• **What needs to be done**
Return the rows below word for word, starting at the line that contains "of the knife" and ending at the end of the rows. Leave the pictures out of your answer.
[start of Entries]
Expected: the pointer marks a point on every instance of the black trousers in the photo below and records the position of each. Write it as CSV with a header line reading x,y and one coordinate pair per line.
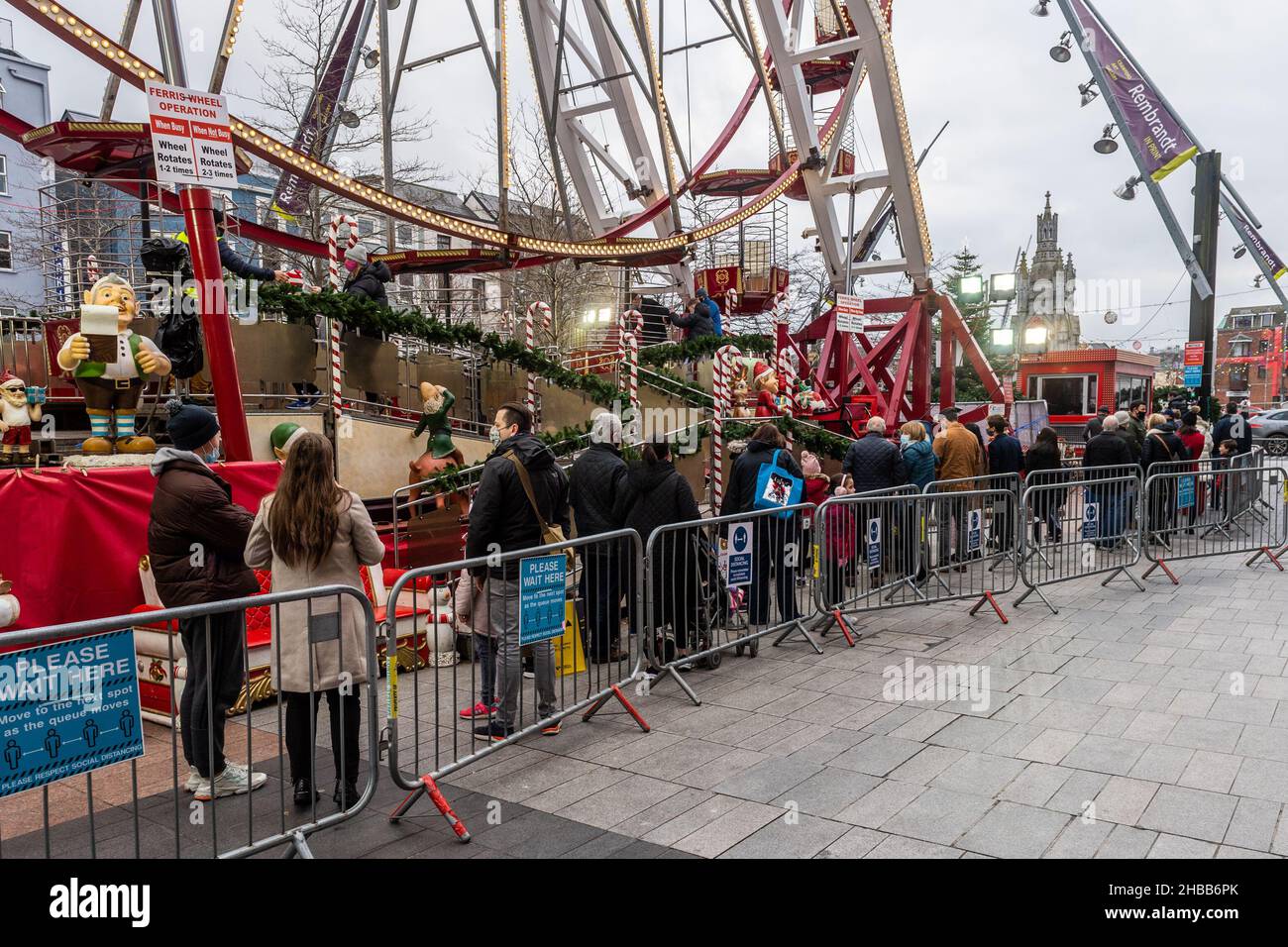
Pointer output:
x,y
214,684
776,548
301,711
601,591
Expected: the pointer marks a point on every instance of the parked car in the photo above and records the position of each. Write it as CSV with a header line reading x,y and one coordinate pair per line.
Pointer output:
x,y
1271,428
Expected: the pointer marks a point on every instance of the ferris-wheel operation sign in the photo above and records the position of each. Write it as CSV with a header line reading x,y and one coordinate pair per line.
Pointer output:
x,y
191,140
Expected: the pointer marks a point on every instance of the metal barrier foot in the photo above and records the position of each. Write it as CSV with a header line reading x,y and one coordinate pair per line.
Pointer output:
x,y
988,596
1269,554
1162,565
299,847
429,788
630,709
1126,573
798,626
1033,589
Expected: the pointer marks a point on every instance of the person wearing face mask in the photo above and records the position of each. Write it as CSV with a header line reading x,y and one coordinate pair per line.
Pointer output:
x,y
193,512
520,492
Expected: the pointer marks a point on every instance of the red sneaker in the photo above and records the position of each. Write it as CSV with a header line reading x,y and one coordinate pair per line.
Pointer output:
x,y
478,710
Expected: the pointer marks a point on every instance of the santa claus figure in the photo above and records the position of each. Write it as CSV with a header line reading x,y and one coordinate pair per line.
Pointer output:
x,y
112,377
17,412
765,381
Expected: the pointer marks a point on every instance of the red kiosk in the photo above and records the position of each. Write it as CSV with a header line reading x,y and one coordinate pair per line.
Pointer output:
x,y
1077,381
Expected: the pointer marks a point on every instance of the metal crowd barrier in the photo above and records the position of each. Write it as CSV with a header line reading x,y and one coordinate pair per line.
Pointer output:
x,y
889,549
1077,523
724,582
1225,510
159,809
558,605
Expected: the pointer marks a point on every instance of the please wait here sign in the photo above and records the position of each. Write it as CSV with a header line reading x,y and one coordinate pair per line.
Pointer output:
x,y
191,140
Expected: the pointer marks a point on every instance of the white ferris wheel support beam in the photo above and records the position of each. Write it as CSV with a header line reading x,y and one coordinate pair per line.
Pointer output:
x,y
800,112
552,38
896,142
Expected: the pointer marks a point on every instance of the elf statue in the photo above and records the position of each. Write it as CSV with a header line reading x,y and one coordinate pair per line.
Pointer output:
x,y
765,382
17,411
112,386
282,437
441,453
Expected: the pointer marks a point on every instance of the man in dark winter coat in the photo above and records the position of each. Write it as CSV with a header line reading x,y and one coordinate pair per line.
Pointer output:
x,y
596,482
874,462
1108,453
366,279
776,540
502,519
697,320
196,539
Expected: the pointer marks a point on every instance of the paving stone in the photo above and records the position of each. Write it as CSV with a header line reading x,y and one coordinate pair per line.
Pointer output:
x,y
1106,755
1193,813
1051,746
1162,763
926,764
828,791
768,780
784,839
1124,800
619,801
938,815
1080,839
1035,785
1262,780
1014,831
1253,825
900,847
728,830
982,775
971,733
1218,736
880,802
1180,847
879,755
1125,841
1211,771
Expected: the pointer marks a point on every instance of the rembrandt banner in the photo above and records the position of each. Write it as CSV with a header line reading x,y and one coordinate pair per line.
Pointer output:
x,y
291,195
1159,137
1252,240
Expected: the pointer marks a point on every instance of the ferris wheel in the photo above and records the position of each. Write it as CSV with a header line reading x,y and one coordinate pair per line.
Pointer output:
x,y
599,78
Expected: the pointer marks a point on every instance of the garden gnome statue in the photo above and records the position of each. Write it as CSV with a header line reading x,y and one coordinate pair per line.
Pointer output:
x,y
110,369
17,411
441,453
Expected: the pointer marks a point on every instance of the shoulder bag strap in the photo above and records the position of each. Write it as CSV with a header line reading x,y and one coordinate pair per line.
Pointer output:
x,y
527,487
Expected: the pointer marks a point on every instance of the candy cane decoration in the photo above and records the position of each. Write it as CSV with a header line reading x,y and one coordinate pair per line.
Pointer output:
x,y
725,359
336,283
532,379
545,313
787,375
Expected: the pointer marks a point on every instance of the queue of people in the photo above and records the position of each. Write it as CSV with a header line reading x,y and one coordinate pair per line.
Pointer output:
x,y
310,531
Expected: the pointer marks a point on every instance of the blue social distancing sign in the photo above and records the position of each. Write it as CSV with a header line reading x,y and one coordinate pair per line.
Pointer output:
x,y
738,554
542,579
67,709
1091,521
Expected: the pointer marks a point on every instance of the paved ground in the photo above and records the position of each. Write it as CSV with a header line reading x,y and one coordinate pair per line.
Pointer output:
x,y
1131,724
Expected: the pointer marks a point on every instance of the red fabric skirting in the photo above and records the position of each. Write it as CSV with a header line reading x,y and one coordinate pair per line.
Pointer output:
x,y
71,543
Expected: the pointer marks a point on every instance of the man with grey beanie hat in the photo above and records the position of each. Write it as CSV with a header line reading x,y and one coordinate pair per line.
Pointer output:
x,y
196,539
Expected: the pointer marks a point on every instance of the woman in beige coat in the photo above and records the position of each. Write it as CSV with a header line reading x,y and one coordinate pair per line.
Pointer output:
x,y
313,532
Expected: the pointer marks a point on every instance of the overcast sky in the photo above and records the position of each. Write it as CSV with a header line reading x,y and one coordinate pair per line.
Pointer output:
x,y
1016,129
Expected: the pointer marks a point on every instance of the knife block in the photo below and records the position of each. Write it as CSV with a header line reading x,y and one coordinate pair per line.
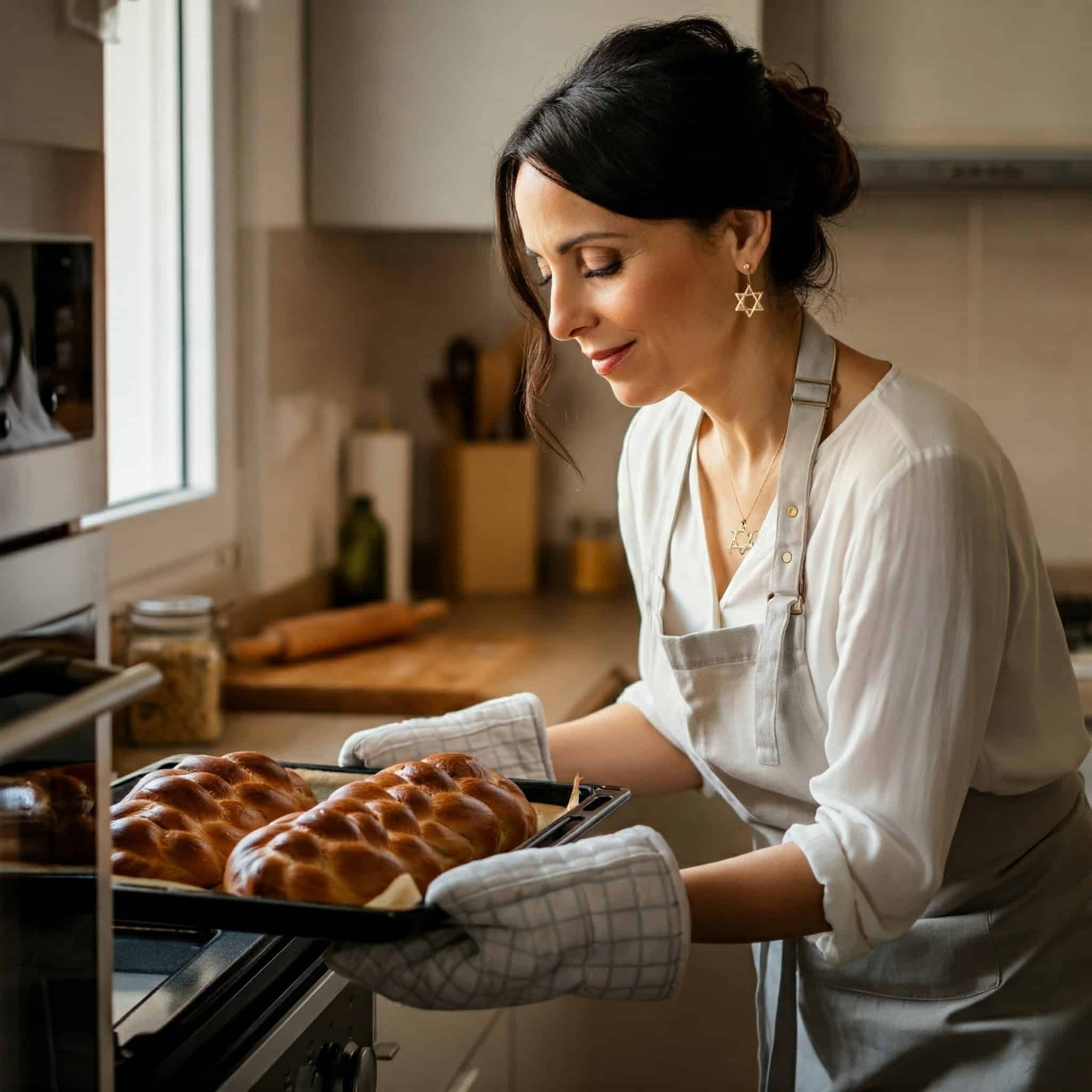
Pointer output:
x,y
489,517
[end of Entries]
• **Answer to the exercise**
Expected: the pointer marks a point on every instance of the knife block in the photo below and records the position of each. Write it as CSV with a header line reading x,y and one coordinate pair per line.
Pointer output:
x,y
489,517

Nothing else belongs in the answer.